The problem:
Give back the line where "Mark a point on each instance of the yellow sign" appears and all the lines after it until the listing ends, unchanged and with nothing else.
##### Exercise materials #####
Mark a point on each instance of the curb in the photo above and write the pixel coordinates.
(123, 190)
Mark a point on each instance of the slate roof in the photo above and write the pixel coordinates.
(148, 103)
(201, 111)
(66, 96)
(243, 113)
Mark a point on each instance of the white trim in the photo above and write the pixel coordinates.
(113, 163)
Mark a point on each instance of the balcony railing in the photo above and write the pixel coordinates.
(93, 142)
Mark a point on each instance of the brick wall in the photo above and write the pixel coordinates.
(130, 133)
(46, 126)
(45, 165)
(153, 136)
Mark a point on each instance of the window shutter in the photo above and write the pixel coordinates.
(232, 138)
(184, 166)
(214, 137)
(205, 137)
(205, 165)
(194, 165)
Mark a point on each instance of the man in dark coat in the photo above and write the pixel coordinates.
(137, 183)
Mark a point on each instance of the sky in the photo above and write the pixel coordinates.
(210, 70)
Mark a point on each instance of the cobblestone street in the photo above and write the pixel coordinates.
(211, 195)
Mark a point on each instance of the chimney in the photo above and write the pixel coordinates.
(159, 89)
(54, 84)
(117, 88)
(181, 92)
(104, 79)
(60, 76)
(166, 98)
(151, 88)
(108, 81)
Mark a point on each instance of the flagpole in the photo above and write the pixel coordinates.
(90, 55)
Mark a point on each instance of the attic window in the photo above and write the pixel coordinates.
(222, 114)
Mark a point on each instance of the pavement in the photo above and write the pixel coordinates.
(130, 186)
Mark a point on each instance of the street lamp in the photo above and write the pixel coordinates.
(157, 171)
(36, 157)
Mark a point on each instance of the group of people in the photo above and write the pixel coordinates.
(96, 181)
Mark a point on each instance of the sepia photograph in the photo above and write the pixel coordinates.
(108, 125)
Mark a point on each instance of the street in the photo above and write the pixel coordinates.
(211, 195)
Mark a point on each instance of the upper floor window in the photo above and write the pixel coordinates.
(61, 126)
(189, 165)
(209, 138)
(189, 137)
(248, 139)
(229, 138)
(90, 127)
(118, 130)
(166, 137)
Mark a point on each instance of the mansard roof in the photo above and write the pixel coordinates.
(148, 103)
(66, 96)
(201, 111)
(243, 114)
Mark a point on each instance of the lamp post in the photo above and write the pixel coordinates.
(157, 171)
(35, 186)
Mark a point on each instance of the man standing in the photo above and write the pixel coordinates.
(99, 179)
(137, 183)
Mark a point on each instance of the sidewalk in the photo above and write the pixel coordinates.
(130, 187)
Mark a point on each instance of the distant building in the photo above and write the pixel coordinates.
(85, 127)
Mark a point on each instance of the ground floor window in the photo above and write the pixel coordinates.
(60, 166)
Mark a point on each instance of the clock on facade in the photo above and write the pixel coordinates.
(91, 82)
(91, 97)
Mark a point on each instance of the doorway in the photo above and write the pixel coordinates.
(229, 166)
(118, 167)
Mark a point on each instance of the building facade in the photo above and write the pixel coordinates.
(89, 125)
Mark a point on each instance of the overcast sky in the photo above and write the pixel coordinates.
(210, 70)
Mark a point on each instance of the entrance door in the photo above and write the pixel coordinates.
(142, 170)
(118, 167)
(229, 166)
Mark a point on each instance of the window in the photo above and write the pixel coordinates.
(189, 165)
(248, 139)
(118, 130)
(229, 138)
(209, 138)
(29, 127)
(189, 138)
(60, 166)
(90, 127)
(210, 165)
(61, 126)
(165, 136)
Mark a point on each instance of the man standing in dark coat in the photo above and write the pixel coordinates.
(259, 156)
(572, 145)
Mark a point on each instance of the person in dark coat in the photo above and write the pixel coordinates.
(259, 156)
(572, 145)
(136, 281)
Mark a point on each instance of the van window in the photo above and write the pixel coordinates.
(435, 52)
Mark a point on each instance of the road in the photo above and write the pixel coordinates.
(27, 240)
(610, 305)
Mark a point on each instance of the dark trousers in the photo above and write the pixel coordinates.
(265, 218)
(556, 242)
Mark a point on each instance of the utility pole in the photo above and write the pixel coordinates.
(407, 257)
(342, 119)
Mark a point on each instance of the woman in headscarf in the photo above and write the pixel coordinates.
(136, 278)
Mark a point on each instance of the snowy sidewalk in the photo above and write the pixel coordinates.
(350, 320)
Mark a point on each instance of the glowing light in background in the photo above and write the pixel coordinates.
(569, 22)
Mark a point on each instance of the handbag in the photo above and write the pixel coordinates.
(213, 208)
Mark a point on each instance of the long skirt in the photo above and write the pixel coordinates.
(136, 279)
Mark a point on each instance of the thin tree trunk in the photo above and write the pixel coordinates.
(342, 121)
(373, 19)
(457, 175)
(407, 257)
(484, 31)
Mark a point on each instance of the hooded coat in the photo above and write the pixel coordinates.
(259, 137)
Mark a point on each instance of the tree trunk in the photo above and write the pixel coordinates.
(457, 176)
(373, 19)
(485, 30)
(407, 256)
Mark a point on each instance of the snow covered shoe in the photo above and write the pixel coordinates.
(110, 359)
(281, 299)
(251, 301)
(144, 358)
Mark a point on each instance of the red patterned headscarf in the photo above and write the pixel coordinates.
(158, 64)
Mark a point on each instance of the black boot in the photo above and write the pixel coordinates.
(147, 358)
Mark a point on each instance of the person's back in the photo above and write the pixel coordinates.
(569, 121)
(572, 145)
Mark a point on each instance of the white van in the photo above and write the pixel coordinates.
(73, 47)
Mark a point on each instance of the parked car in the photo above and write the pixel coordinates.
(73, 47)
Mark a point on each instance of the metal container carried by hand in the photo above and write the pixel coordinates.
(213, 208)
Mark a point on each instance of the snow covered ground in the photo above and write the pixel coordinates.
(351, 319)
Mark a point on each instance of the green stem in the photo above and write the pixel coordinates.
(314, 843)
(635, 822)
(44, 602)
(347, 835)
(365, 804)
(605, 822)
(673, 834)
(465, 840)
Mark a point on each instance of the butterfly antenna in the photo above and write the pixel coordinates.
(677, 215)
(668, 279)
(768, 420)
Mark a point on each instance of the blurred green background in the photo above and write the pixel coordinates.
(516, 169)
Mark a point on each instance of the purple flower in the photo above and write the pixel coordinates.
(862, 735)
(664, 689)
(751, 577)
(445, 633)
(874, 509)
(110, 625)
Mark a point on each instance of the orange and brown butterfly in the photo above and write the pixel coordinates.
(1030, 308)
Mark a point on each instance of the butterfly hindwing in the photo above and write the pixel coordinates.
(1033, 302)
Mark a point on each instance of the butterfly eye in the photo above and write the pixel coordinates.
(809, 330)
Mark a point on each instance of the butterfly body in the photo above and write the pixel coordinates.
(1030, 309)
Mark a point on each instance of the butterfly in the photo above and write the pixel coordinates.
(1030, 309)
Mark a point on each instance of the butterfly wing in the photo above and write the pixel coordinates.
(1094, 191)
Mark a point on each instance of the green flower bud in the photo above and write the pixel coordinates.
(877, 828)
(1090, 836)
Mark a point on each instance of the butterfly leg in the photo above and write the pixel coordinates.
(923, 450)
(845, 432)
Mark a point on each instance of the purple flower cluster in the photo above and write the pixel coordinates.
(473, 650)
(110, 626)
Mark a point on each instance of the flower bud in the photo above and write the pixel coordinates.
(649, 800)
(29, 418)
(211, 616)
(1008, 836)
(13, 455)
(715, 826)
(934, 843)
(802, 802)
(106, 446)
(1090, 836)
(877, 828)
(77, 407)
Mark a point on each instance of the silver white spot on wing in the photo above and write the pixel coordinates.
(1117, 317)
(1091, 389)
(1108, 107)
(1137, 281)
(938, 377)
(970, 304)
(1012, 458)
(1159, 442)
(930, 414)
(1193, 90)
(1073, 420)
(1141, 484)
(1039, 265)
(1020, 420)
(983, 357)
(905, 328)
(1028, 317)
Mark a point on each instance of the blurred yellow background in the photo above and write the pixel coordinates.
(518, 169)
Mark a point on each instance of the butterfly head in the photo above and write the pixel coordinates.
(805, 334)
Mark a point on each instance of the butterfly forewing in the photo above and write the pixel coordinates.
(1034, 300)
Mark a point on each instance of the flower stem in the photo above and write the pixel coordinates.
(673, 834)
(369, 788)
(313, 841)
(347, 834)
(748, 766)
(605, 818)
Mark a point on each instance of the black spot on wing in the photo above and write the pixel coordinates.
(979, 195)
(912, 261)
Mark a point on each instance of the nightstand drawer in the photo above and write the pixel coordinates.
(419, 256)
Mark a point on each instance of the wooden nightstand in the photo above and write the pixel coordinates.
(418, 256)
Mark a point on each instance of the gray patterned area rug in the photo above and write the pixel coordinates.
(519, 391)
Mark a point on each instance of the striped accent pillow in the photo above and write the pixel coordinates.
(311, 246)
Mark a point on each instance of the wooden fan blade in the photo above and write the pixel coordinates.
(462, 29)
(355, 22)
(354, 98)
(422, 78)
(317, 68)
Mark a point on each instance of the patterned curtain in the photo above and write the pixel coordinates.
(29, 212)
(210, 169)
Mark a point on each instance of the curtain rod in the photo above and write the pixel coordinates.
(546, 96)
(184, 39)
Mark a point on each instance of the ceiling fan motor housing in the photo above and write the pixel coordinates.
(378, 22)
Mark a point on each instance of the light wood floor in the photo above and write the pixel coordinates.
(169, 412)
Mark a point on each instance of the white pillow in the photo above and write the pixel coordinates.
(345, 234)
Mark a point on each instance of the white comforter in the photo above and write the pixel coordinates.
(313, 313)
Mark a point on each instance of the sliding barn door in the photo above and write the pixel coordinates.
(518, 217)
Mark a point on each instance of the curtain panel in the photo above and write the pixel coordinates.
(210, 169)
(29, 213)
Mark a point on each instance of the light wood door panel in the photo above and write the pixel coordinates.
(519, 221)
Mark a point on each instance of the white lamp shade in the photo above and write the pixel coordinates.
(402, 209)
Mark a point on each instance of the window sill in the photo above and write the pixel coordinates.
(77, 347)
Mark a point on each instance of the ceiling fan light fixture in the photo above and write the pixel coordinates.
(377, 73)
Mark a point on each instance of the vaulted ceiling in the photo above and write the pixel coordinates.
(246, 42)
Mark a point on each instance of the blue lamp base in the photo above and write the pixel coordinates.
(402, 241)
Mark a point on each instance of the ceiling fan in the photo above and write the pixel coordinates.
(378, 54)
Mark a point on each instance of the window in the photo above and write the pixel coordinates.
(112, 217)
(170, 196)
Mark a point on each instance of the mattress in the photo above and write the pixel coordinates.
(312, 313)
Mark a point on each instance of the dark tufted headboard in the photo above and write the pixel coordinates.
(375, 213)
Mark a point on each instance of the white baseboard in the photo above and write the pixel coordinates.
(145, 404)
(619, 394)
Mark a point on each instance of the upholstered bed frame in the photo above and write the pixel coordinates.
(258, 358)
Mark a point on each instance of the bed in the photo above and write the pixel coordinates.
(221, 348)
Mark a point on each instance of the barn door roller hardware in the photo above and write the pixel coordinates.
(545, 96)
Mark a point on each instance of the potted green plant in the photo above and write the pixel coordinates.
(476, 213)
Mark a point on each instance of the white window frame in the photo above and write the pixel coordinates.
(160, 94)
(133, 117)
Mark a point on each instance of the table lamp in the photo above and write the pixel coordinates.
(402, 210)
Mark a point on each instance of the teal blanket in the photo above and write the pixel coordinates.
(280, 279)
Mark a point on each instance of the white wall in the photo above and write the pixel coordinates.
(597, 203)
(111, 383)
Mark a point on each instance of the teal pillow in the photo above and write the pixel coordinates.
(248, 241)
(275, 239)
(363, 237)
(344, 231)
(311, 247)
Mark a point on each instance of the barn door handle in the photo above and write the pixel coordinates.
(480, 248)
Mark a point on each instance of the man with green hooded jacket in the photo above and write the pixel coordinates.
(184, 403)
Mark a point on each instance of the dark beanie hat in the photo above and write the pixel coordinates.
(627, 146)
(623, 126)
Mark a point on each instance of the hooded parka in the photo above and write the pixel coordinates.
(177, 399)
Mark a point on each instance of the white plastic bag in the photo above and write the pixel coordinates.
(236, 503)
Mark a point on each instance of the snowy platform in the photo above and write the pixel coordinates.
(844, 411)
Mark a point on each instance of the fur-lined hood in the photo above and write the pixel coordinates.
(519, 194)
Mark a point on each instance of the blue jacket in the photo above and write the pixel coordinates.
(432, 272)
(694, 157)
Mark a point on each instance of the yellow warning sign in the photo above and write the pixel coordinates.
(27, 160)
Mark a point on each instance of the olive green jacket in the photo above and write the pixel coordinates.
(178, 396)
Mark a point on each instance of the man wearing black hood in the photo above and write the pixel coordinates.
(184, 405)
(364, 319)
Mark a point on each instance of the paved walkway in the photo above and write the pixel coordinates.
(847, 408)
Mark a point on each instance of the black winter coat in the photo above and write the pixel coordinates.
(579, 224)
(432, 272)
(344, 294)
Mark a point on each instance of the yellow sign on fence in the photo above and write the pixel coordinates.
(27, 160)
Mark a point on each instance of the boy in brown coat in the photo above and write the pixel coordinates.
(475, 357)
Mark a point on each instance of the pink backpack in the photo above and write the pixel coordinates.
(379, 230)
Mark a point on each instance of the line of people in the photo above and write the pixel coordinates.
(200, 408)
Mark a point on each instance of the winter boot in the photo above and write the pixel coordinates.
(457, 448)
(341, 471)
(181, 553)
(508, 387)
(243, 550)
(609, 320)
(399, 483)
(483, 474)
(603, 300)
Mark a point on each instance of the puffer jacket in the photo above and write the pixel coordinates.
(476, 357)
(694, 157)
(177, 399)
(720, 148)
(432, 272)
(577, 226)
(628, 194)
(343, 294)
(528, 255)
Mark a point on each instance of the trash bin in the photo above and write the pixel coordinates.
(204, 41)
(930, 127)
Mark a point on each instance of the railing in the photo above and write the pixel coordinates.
#####
Problem solution:
Mark a point on each instance of the yellow sign on fence in the photo above and write the pixel coordinates.
(27, 160)
Mark a point on each instance of the boy in brown coat in the photo above and write the pixel coordinates.
(475, 357)
Mark a point on each instance of the pink backpack in the photo above and write the pixel coordinates.
(379, 230)
Mark a point on each instance of the line of people in the photo above and write the pixel coordinates.
(200, 408)
Mark a point on each instance of the winter boot in the photo above and write the pixel coordinates.
(457, 448)
(341, 471)
(181, 553)
(508, 387)
(243, 550)
(609, 320)
(399, 483)
(483, 474)
(603, 300)
Mark a point on each instance of the puffer jacket in the photo above and write the pixel coordinates.
(476, 357)
(694, 157)
(177, 399)
(720, 148)
(432, 272)
(577, 226)
(628, 194)
(343, 294)
(528, 255)
Mark a point on each instance of the trash bin in the photo above and write the pixel coordinates.
(204, 41)
(930, 127)
Mark a point on each instance of the railing in the photo above and write the pixel coordinates.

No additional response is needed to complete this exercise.